### SOURCE DATA
━━━━━━━━━━

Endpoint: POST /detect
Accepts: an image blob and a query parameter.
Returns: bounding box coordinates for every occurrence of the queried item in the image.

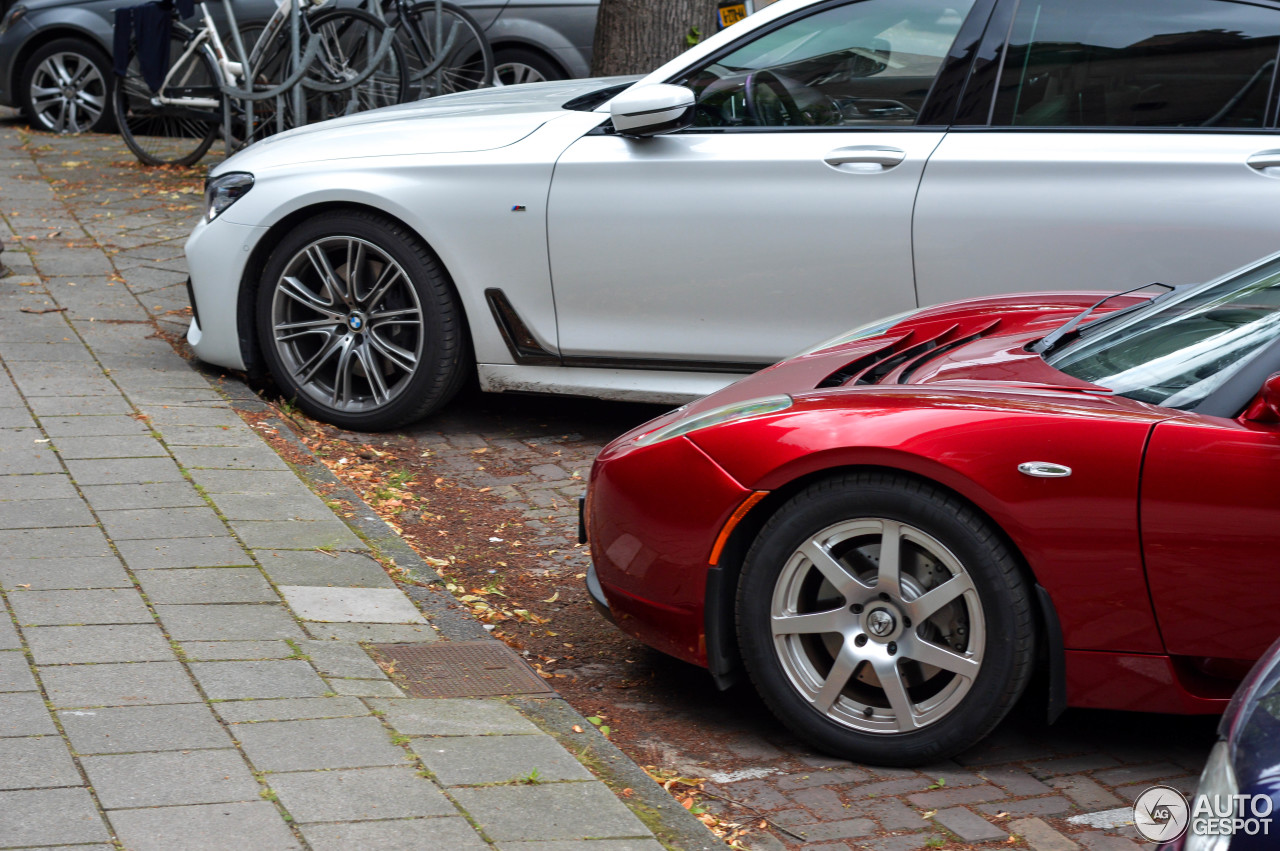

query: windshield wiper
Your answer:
[1030,280,1176,354]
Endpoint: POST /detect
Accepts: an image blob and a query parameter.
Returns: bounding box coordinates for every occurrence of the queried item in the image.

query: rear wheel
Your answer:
[257,211,466,431]
[737,473,1034,765]
[295,9,408,123]
[19,38,111,133]
[111,26,223,165]
[493,47,564,86]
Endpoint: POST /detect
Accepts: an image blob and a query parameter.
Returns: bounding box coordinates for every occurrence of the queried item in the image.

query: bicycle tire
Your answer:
[397,0,494,97]
[252,8,408,127]
[111,24,223,165]
[301,9,410,123]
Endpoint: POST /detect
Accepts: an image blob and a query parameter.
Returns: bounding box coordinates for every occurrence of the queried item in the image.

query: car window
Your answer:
[992,0,1280,128]
[672,0,973,127]
[1047,260,1280,408]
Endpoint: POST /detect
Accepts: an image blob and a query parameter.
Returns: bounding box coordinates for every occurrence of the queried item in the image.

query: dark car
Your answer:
[0,0,599,133]
[1157,641,1280,851]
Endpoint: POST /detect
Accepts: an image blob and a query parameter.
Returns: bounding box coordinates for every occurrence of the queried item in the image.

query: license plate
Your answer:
[716,3,746,29]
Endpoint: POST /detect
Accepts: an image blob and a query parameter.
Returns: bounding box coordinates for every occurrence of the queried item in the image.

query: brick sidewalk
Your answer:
[0,116,714,851]
[0,114,1213,851]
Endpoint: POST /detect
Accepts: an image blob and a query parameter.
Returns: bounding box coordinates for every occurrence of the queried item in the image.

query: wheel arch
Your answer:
[236,201,475,375]
[490,37,573,79]
[704,463,1066,720]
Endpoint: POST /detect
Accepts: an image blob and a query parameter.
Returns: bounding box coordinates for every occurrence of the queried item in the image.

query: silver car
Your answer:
[187,0,1280,429]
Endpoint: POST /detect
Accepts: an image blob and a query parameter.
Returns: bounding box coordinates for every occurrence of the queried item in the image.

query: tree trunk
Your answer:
[591,0,716,77]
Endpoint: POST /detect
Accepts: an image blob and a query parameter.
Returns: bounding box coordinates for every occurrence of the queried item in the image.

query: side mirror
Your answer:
[609,83,694,136]
[1240,372,1280,422]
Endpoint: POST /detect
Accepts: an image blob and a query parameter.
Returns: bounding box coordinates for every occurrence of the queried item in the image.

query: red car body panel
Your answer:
[588,293,1259,713]
[1142,417,1280,659]
[690,385,1167,653]
[588,439,749,665]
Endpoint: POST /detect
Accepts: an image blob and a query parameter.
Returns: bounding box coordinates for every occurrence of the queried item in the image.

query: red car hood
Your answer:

━━━━━━━━━━

### WORK INSTRUCTIONS
Quote all of the lines above verbatim, and leave the picture out of your answer.

### RESPONSE
Endpoint: POST /detect
Accepts: an image blob and a query parameter.
Returns: bounding box coordinates for every occurrence of the queried item in the image.


query: windshield wiper
Your answer:
[1030,280,1176,354]
Endpoint: POST /detect
Accepts: an image blob and a query parameter.
Returns: bounding box coordinates for every occurrence of the queried item in the image.

query: rear wheel
Your answer:
[257,211,466,431]
[737,473,1034,765]
[295,9,408,123]
[19,38,111,133]
[111,26,223,165]
[493,47,564,86]
Endpoint: POST /detect
Accepts: an image blob and a query parameter.
Returns: bounding box coordinates for every occurrence of the queried item in the image.

query: bicycle tire
Your answer:
[397,0,494,97]
[252,8,408,127]
[111,24,223,165]
[301,9,410,123]
Endpoint: POST /detect
Accepts: an image blob and a query parameter.
Returns: bounding box coordinates for every occurrence of the queried item in the image.

query: car window
Your answer:
[992,0,1280,128]
[672,0,973,127]
[1047,260,1280,408]
Endpoint: POST /detect
Accepts: an image blob and a query parameter.
Returns: bounding box coordinates for every occurrence of the queried item in the image.

query: dark car
Your answer:
[0,0,599,133]
[1157,641,1280,851]
Endpoint: POST /detect
Accepts: an image blob and a query parameter.
Returns: bounding box coordinates for every occurrence of the queried item in the image.

query: license plate
Your answer:
[716,3,746,29]
Endpoint: POST /detect
Accepts: an image blob and a query parameter.
Returns: bounding box coordinates for every occurrence of the queried item in the image.

query: brick sidewalk
Your answer:
[0,116,714,851]
[0,114,1213,851]
Endpoint: POST /detect
Accepts: an image blob and a query parameter.
Returns: bounding box coordinates for every occurrence of the queried item in the image.

query: wheel arch
Your answer:
[236,201,475,375]
[490,37,573,79]
[704,463,1066,720]
Endpoint: POST /detect
Accepts: an image blob and a query parameter.
Returns: bounding box coordinates for every occurrence of the queried item in the image.

query: silver car
Your answer:
[187,0,1280,429]
Endpoint: POST /detect
Accepts: an image blob and a query parameter.
Returns: bounding box coordinates for every occurrence of the queried item in the image.

query: tree trunk
Your answer:
[591,0,716,77]
Endpoint: POST /detect
Accepts: an image blob and a query parameter.
Returns: bounding box coordinates for every occurrence of the queried item in the image.

query: side mirror
Your answer:
[609,83,694,136]
[1240,372,1280,422]
Endpoint: POST /detect
Accepts: an image blob and a query parameter.
Returns: bounding box coordinates for every occurrence of the queried item in the image.

query: red car body panel
Your answer:
[588,293,1259,713]
[1142,417,1280,659]
[690,385,1167,653]
[588,439,749,665]
Endpoint: POST /detect
Accepts: an image blob and a query parameter.
Returns: bounding box coordinates for every occurrence of the queried item in the image.

query: red car hood
Your answer:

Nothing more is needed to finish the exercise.